Problem:
Search the records for lines with the word "position" and copy each match.

Excerpts from a dataset:
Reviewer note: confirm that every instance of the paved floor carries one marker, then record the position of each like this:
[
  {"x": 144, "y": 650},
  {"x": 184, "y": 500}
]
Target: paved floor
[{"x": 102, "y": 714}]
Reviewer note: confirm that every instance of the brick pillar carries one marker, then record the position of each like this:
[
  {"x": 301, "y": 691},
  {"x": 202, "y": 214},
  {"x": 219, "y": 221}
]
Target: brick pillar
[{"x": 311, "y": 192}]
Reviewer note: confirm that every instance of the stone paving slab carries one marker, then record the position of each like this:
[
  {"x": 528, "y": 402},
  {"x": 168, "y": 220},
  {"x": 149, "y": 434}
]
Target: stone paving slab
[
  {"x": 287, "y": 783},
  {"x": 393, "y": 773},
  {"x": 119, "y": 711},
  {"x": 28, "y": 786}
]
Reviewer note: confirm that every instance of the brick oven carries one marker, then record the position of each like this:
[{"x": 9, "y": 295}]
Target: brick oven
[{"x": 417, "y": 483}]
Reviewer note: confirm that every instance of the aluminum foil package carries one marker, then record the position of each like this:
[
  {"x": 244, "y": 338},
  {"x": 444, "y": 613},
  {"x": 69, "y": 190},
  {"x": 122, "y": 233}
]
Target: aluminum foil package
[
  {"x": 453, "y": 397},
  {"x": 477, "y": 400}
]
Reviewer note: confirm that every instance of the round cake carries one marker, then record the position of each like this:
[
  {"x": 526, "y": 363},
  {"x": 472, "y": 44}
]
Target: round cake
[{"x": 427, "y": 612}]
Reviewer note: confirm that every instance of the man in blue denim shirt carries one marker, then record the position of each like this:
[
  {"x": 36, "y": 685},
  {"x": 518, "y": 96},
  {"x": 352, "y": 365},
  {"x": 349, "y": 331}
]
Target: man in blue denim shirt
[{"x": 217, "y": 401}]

Response box:
Reviewer note: confirm that every instance of the paved floor carries one marker, then record the position of each like this:
Reviewer note: confirm that every instance of the brick pillar carries one marker, then record the position of each like this:
Reviewer note: confirm that every instance of the stone paving slab carries one marker, then record the position of each like this:
Reviewer note: confirm that every instance of the brick oven carries one marker, then record the position of each like this:
Reviewer note: confirm that every instance of the aluminum foil package carries one marker, then record the position of each like this:
Reviewer note: confirm that every instance of the round cake carries one marker, then record the position of each like this:
Reviewer note: confirm that every instance of the man in blue denim shirt carries one marker, then record the position of each like this:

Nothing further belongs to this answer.